_Supplied data_

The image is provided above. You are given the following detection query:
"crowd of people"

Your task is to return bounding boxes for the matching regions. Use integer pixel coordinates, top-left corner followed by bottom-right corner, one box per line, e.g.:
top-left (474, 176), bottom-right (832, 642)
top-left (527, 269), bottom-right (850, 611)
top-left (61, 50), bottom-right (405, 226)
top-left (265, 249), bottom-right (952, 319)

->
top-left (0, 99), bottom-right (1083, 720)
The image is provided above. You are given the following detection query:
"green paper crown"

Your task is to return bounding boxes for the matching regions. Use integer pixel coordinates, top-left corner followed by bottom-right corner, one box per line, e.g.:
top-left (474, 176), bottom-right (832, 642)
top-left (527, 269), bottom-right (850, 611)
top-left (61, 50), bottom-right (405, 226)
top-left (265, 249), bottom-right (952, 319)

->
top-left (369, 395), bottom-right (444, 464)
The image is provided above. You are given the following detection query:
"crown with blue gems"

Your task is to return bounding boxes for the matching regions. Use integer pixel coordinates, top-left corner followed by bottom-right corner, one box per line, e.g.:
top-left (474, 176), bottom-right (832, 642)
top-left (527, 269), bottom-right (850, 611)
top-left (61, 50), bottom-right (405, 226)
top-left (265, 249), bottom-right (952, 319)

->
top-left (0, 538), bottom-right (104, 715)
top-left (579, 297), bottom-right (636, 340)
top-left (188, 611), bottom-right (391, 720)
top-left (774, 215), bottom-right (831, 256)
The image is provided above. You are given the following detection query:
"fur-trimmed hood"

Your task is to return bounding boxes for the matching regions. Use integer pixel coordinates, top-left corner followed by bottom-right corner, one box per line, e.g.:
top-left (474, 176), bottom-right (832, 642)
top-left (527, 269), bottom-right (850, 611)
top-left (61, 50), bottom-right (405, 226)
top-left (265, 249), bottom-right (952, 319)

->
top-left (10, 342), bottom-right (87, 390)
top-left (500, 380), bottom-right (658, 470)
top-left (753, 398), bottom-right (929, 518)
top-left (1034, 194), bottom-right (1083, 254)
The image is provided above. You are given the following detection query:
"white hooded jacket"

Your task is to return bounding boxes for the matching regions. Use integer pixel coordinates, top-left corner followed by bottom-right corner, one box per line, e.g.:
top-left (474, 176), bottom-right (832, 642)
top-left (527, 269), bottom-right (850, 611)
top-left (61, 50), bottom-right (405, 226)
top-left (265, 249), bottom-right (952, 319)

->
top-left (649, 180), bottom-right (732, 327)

_Exercise_
Write out the lines above again with "detection query" swapped for "search phrase" everywhere it appears, and leave everything else as it is.

_Finished task_
The image is provided above. You are given the following search phrase:
"crowd of people"

Your task is to return bounding boxes for the matching regions. Use integer pixel coordinates, top-left corner followed by bottom-right corner, one box per line, e.g.:
top-left (474, 176), bottom-right (832, 642)
top-left (527, 269), bottom-right (850, 611)
top-left (61, 50), bottom-right (405, 226)
top-left (265, 249), bottom-right (952, 319)

->
top-left (0, 99), bottom-right (1083, 720)
The image is provided above. You are given the following search phrase:
"green paper crown"

Your task is to return bounding boxes for the matching regions. Use integer pixel coordinates, top-left corner followed by bottom-right corner, one box per line, e.g.:
top-left (474, 176), bottom-right (832, 642)
top-left (527, 269), bottom-right (850, 611)
top-left (61, 50), bottom-right (405, 226)
top-left (265, 249), bottom-right (952, 319)

->
top-left (369, 395), bottom-right (444, 464)
The image is provided above. You are given the following search phrase:
"crown with blue gems"

Your task is to return bounding boxes for the matching regions. Use integer pixel coordinates, top-left corner followed by bottom-right corner, one box per line, e.g.:
top-left (474, 176), bottom-right (832, 642)
top-left (527, 269), bottom-right (850, 611)
top-left (61, 50), bottom-right (405, 226)
top-left (265, 249), bottom-right (952, 319)

->
top-left (0, 538), bottom-right (104, 715)
top-left (579, 297), bottom-right (636, 340)
top-left (188, 611), bottom-right (391, 720)
top-left (774, 215), bottom-right (831, 256)
The image is provided above. You are given the following search phrase:
"fur-trimmed hood"

Your task is to return bounding boxes for the matching regions. Use integer pixel coordinates, top-left corner followed by bottom-right corner, one box per line, e.g.:
top-left (474, 176), bottom-right (832, 642)
top-left (527, 269), bottom-right (850, 611)
top-left (61, 50), bottom-right (405, 226)
top-left (265, 249), bottom-right (952, 319)

->
top-left (10, 342), bottom-right (87, 390)
top-left (500, 380), bottom-right (658, 470)
top-left (753, 398), bottom-right (929, 518)
top-left (1034, 194), bottom-right (1083, 254)
The image is provided above. You are given the following search phrase:
"white hooded jacket"

Your task is to return bounding boxes for the matching regions. Use integer pixel coordinates, top-left corner followed by bottom-right corner, one box per line, e.g.:
top-left (474, 176), bottom-right (832, 642)
top-left (527, 269), bottom-right (850, 611)
top-left (61, 50), bottom-right (405, 226)
top-left (265, 249), bottom-right (952, 319)

->
top-left (649, 180), bottom-right (732, 327)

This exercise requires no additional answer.